WORK TO COMPLETE —
[1] In the project summary, what share of total global greenhouse gas emissions is attributed to food loss and waste?
[2] What outcomes does the project summary say the proposed corn-based edible coatings will bring? List every one.

The broader impact of this SBIR Phase 1 project will be in significant reduction of food waste. Food waste is a critically important global challenge. Approximately 30% of food produced for human consumption around the world is either lost or wasted each year – more than enough to feed the hungry. It is estimated that food loss and waste also contribute 8% of the total global greenhouse gas emissions. The methods used to reduce waste by extending shelf life are not only ineffective, but they also exacerbate other global problems, such as adversely impacting the environment through extensive use of plastic packaging. The proposed solution uses non-GMO corn to create new edible coatings that will reduce food waste by doubling the shelf life of whole and cut fresh fruits and vegetables, enabling greater access to fresh foods for all communities and improving the environmental impact of food waste.

Records from a collection —

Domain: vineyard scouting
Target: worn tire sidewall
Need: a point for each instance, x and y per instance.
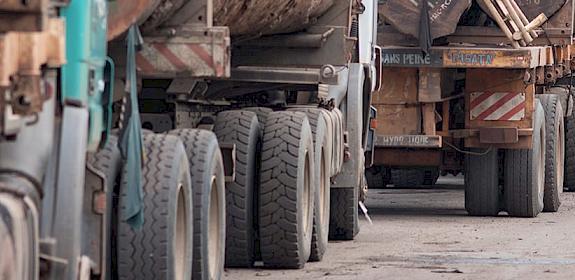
(537, 153)
(217, 170)
(305, 151)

ANSWERS FOR THE TASKS —
[1] 8%

[2]
- Reduced food waste, by doubling the shelf life of whole and cut fresh fruits and vegetables
- Greater access to fresh foods for all communities
- An improved environmental impact of food waste